# start of Extracted data

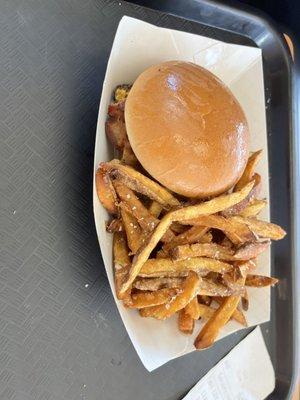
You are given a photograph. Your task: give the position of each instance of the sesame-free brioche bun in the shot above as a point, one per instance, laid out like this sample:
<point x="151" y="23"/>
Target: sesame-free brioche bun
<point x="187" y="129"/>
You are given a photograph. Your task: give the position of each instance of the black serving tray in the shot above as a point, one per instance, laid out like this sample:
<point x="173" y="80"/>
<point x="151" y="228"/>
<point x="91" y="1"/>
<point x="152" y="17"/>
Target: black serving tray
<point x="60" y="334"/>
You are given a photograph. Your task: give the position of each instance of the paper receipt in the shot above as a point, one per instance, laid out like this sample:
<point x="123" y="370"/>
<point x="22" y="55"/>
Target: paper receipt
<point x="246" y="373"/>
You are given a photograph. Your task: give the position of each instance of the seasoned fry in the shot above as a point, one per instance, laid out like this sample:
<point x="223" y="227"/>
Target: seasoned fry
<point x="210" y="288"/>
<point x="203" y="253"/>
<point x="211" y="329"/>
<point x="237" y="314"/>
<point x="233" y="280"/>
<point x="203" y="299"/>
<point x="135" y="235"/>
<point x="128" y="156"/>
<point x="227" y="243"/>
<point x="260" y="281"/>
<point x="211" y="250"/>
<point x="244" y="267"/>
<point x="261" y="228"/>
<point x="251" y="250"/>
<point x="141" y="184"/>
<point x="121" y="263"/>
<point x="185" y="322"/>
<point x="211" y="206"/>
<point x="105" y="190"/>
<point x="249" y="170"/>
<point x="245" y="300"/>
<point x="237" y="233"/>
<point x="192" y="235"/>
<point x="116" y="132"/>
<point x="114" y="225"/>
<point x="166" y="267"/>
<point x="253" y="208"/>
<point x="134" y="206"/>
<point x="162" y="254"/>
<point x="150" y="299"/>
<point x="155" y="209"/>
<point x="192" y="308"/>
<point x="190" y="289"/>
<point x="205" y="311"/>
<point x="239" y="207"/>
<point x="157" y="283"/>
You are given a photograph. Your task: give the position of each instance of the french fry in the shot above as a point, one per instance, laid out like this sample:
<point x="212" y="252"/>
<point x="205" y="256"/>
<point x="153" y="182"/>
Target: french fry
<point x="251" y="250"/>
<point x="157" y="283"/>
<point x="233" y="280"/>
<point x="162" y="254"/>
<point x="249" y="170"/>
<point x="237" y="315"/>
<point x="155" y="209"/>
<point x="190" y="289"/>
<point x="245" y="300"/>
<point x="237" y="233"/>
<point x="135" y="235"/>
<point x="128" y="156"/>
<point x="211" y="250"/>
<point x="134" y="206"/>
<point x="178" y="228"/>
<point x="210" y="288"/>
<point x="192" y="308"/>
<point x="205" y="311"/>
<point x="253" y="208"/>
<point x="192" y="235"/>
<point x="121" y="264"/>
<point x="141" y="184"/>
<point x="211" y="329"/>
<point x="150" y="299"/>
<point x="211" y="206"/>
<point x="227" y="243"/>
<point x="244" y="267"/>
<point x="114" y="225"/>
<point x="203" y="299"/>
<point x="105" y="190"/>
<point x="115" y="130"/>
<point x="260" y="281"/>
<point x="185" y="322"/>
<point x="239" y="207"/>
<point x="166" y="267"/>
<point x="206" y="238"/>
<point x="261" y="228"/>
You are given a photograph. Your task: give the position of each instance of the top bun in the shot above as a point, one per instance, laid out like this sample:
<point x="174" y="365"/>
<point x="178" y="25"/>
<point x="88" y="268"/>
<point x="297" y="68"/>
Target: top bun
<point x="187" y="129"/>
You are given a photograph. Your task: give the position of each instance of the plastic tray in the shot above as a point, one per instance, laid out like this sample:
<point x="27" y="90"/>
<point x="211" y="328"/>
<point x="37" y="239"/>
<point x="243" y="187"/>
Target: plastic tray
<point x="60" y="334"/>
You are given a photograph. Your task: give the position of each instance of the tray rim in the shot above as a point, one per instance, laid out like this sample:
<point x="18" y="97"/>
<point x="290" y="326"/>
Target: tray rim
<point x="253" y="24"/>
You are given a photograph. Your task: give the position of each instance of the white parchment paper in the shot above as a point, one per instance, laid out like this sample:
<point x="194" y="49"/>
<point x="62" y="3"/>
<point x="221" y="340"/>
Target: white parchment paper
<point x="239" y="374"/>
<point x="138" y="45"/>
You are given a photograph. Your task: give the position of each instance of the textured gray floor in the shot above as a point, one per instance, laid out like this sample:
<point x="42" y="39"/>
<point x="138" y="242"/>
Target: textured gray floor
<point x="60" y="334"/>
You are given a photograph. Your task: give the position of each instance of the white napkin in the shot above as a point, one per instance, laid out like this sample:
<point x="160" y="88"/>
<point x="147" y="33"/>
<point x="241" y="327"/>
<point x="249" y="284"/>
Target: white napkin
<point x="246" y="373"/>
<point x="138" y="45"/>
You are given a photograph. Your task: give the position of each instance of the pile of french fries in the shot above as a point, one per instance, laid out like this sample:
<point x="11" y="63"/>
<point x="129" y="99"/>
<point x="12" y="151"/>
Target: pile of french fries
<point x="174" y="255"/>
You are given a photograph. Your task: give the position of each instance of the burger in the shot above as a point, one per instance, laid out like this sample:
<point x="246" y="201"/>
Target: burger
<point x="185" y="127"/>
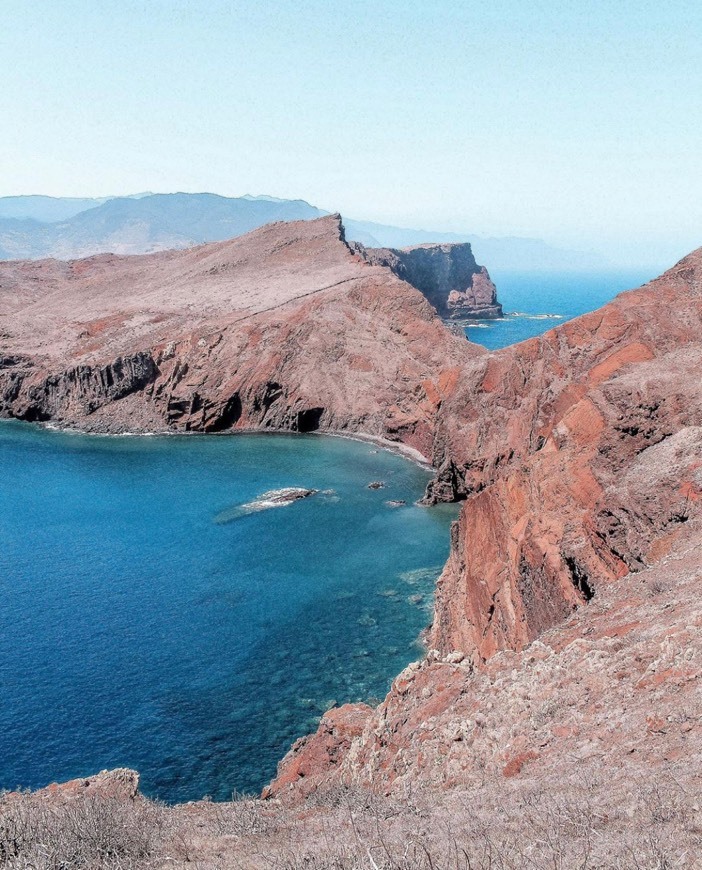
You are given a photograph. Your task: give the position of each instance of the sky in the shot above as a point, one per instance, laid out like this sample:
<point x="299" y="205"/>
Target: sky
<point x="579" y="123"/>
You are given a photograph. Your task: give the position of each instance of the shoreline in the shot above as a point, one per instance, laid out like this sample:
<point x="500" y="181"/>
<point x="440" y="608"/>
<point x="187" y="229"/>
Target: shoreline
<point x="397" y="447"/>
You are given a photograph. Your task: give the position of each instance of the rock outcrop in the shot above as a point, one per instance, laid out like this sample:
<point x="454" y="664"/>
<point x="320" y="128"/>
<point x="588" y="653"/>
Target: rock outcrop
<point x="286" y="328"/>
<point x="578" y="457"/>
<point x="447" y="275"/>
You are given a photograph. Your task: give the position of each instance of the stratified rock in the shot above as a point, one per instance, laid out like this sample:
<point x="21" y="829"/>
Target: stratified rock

# end of Extracted data

_Aim of the task_: Copy all of the records above word for word, including every point in them, and leave the pictures out.

_Response to the task_:
You are given a photograph. Your task: give the position of each instance of the sesame-free brioche bun in the shot above as a point, one per instance, laid out like this sample:
<point x="151" y="23"/>
Target: sesame-free brioche bun
<point x="187" y="129"/>
You are given a photograph. Your task: give the position of each instance of the black serving tray in the shot above as a point, one per instance, laid out like this sample:
<point x="173" y="80"/>
<point x="151" y="228"/>
<point x="91" y="1"/>
<point x="152" y="17"/>
Target: black serving tray
<point x="60" y="334"/>
You are given a photograph. Your task: give the position of each instance of the paper receipt in the shot above as a point, one per instance, laid out like this sample:
<point x="123" y="370"/>
<point x="22" y="55"/>
Target: paper receipt
<point x="246" y="373"/>
You are given a photograph. Your task: give the position of each instance of the seasoned fry in the shot above as a point, one per instance, laid out like this sample:
<point x="223" y="227"/>
Target: seasoned fry
<point x="210" y="288"/>
<point x="203" y="253"/>
<point x="211" y="329"/>
<point x="237" y="314"/>
<point x="233" y="280"/>
<point x="203" y="299"/>
<point x="135" y="235"/>
<point x="128" y="156"/>
<point x="227" y="243"/>
<point x="260" y="281"/>
<point x="211" y="250"/>
<point x="244" y="267"/>
<point x="261" y="228"/>
<point x="251" y="250"/>
<point x="141" y="184"/>
<point x="121" y="263"/>
<point x="185" y="322"/>
<point x="211" y="206"/>
<point x="105" y="190"/>
<point x="249" y="170"/>
<point x="245" y="300"/>
<point x="237" y="233"/>
<point x="192" y="235"/>
<point x="116" y="132"/>
<point x="114" y="225"/>
<point x="166" y="267"/>
<point x="253" y="208"/>
<point x="134" y="206"/>
<point x="162" y="254"/>
<point x="150" y="299"/>
<point x="155" y="209"/>
<point x="192" y="308"/>
<point x="190" y="289"/>
<point x="205" y="311"/>
<point x="239" y="207"/>
<point x="157" y="283"/>
You are given a photograph. Your task: give the position of each instance of the french fry in the shot above as a point, one per instance, laid out like this sample:
<point x="212" y="252"/>
<point x="205" y="256"/>
<point x="153" y="182"/>
Target: french fry
<point x="251" y="250"/>
<point x="157" y="283"/>
<point x="233" y="280"/>
<point x="162" y="254"/>
<point x="249" y="170"/>
<point x="237" y="315"/>
<point x="155" y="209"/>
<point x="190" y="289"/>
<point x="245" y="300"/>
<point x="237" y="233"/>
<point x="135" y="235"/>
<point x="128" y="156"/>
<point x="211" y="250"/>
<point x="134" y="206"/>
<point x="178" y="228"/>
<point x="210" y="288"/>
<point x="192" y="308"/>
<point x="205" y="311"/>
<point x="253" y="208"/>
<point x="192" y="235"/>
<point x="121" y="264"/>
<point x="141" y="184"/>
<point x="211" y="329"/>
<point x="150" y="299"/>
<point x="211" y="206"/>
<point x="227" y="243"/>
<point x="244" y="267"/>
<point x="114" y="225"/>
<point x="203" y="299"/>
<point x="105" y="190"/>
<point x="115" y="130"/>
<point x="260" y="281"/>
<point x="185" y="322"/>
<point x="239" y="207"/>
<point x="166" y="267"/>
<point x="206" y="238"/>
<point x="261" y="228"/>
You are given a photograph. Your task: give the position of each instance of the top bun in the shot above as a point, one per instance, laid out like this sample:
<point x="174" y="365"/>
<point x="178" y="25"/>
<point x="88" y="268"/>
<point x="297" y="68"/>
Target: top bun
<point x="187" y="129"/>
You are given a photograph. Your task: give the position of each instance of the plastic tray in the shot above as a point, one per instance, laid out like this sample:
<point x="27" y="90"/>
<point x="211" y="328"/>
<point x="37" y="239"/>
<point x="243" y="187"/>
Target: plastic tray
<point x="60" y="334"/>
You are given a photograph. Your task: give the position of each instance of the tray rim in the shot above as a point, one per instance, laid out like this sample:
<point x="18" y="97"/>
<point x="290" y="326"/>
Target: tray rim
<point x="253" y="24"/>
You are given a photograph. Your task: give the position of each instance of the white parchment paper in the shot above as a point, one per instance, laid out like this sample:
<point x="194" y="49"/>
<point x="62" y="3"/>
<point x="221" y="340"/>
Target: white parchment paper
<point x="239" y="374"/>
<point x="138" y="45"/>
You are given a photograph. Your task: give the position of each instance of the textured gray floor in the shot above as a point, one per instance, laid out like this sample:
<point x="42" y="39"/>
<point x="138" y="242"/>
Target: textured gray floor
<point x="60" y="334"/>
You are given a photograph. Your task: give the position of each instance of the white napkin in the shot above as a point, one per instance, laid out like this sample:
<point x="160" y="88"/>
<point x="147" y="33"/>
<point x="241" y="327"/>
<point x="249" y="284"/>
Target: white napkin
<point x="246" y="373"/>
<point x="138" y="45"/>
You are given a photograph. Your task: give the position of each instance of the pile of french fries in the shot above as a point, one per instance, laid out like this sample:
<point x="11" y="63"/>
<point x="129" y="99"/>
<point x="12" y="151"/>
Target: pile of french fries
<point x="174" y="255"/>
You are given a photograph. Your task: give the position of each instance of the burger in the shot above as a point, one per instance, laid out like this sample:
<point x="246" y="201"/>
Target: burger
<point x="185" y="127"/>
You are given a photograph. Your task: give the position of each instance of the sky in the shot above as a point, one per instance, laid out like this sample:
<point x="299" y="205"/>
Target: sky
<point x="579" y="123"/>
You are given a photograph. Your task: give the position of each instance of the shoreline in the shot above as a point, one per instance, laid out like this sample:
<point x="500" y="181"/>
<point x="440" y="608"/>
<point x="187" y="229"/>
Target: shoreline
<point x="397" y="447"/>
You are given a photograph. Your task: give the position of each instance of the rock outcrop in the shot above as a point, one per instance, laid out like this sample:
<point x="454" y="664"/>
<point x="320" y="128"/>
<point x="588" y="653"/>
Target: rock outcrop
<point x="286" y="328"/>
<point x="578" y="457"/>
<point x="447" y="275"/>
You are given a photograph. Your task: give the position of each instance of the stratified rock in the shot above as a point, one per instance, laid out like this sample:
<point x="21" y="829"/>
Target: stratified rock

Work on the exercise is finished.